■ **DIRECTION**
Format every line in the rows below as a numbered list, omitting any blank lines.

(Location labeling records)
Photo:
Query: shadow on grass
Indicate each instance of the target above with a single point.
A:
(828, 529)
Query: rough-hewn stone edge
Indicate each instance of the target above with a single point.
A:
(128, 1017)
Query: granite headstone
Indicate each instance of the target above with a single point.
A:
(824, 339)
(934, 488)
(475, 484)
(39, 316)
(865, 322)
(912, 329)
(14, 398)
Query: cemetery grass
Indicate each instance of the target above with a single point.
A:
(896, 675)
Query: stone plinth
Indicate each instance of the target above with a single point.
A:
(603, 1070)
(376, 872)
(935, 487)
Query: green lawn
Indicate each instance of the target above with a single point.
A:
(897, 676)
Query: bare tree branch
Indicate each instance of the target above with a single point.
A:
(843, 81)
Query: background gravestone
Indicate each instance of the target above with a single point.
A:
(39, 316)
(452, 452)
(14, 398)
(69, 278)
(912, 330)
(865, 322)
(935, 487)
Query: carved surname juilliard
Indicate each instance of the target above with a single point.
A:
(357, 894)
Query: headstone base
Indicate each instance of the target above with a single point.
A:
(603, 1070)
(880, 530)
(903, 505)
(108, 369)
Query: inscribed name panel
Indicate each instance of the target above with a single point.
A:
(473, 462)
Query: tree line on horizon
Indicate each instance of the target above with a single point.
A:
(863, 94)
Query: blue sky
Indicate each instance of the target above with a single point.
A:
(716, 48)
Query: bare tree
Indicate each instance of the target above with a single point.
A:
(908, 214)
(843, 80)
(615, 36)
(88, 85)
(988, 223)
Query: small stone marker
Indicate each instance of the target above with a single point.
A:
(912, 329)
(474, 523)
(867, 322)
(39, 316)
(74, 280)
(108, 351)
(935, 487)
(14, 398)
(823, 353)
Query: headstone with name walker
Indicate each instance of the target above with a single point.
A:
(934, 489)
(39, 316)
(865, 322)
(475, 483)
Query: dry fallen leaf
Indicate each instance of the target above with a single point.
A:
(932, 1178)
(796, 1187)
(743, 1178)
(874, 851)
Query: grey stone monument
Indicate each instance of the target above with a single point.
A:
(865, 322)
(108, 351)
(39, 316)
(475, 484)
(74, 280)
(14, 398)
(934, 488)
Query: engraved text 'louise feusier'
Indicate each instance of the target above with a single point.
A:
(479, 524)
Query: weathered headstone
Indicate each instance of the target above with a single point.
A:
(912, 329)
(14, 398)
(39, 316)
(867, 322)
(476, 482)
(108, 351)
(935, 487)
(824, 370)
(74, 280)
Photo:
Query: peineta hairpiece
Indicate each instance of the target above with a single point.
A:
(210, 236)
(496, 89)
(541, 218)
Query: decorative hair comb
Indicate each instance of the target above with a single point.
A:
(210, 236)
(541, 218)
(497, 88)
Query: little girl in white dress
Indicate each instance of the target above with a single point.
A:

■ **RESPONSE TO THIS TASK**
1. Photo:
2. Query: shadow on grass
3. Indicate each instance of the target above with a single point.
4. A:
5. (828, 529)
6. Query: rough-hewn stone edge
7. Indicate each instance of the target above with a single point.
8. A:
9. (128, 1017)
10. Query: granite headstone
11. Indicate each instance of the target above with a single point.
12. A:
13. (824, 339)
14. (934, 488)
15. (475, 484)
16. (39, 316)
17. (865, 322)
18. (912, 329)
19. (14, 398)
20. Query: cemetery grass
21. Indicate each instance of the target above with a single point.
22. A:
23. (896, 675)
24. Query: stone plinth
25. Indicate each instance of the target above with a single point.
26. A:
27. (603, 1070)
28. (376, 872)
29. (935, 487)
30. Query: green lawn
31. Indicate each instance of the target above with a single point.
32. A:
33. (897, 676)
34. Query: bare tree branch
35. Indicate each instance of the target above with a single point.
36. A:
37. (843, 81)
38. Query: background gravestone
39. Indicate each instance of the target above with a single point.
40. A:
41. (39, 316)
42. (452, 452)
43. (14, 398)
44. (69, 278)
45. (912, 330)
46. (865, 322)
47. (935, 487)
48. Query: carved surname juilliard
49. Indicate each instance of the target above with a single point.
50. A:
51. (357, 894)
52. Query: headstone base
53. Indicate each instance of the target above with a single point.
54. A:
55. (603, 1070)
56. (880, 530)
57. (903, 505)
58. (108, 369)
59. Query: inscribed name panel
60. Indicate each instance of the target above with a single point.
61. A:
62. (473, 462)
63. Query: tree line on horizon
64. Indicate each instance of the target above with a single point.
65. A:
66. (863, 94)
67. Query: blue sky
68. Indicate each instance of the target above with a single point.
69. A:
70. (716, 48)
71. Query: bare tree
72. Indicate each instance of the target above with a single point.
73. A:
74. (908, 214)
75. (843, 80)
76. (615, 36)
77. (88, 85)
78. (988, 223)
79. Query: small stone marker
80. Indicate each instance of the target above with a single point.
81. A:
82. (912, 329)
83. (474, 523)
84. (867, 322)
85. (39, 316)
86. (74, 280)
87. (108, 351)
88. (935, 487)
89. (14, 398)
90. (823, 353)
91. Query: headstone with name walker
92. Indicate each instance of the target above with a single point.
93. A:
94. (934, 489)
95. (39, 316)
96. (865, 322)
97. (475, 483)
98. Query: dry fallen leaf
99. Indicate each instance of the target above with a single point.
100. A:
101. (932, 1178)
102. (796, 1187)
103. (743, 1178)
104. (874, 851)
105. Query: grey stone monument
106. Indicate each instance of the target above with a single point.
107. A:
108. (865, 322)
109. (108, 351)
110. (39, 316)
111. (475, 484)
112. (74, 280)
113. (14, 398)
114. (934, 488)
115. Query: engraved text 'louise feusier'
116. Indicate each instance of the target above with a single point.
117. A:
118. (479, 524)
119. Query: weathered headstone
120. Indicate each instance of the target above with a single point.
121. A:
122. (912, 329)
123. (14, 398)
124. (39, 316)
125. (867, 322)
126. (476, 482)
127. (108, 351)
128. (935, 487)
129. (824, 370)
130. (74, 280)
131. Photo:
132. Query: peineta hairpiece
133. Indicate each instance of the target above with a single point.
134. A:
135. (210, 236)
136. (496, 89)
137. (541, 218)
138. Query: decorative hair comb
139. Indicate each instance of the target above with a single point.
140. A:
141. (210, 236)
142. (541, 218)
143. (497, 88)
144. Query: little girl in white dress
145. Indicate each instance of the target above with a single point.
146. A:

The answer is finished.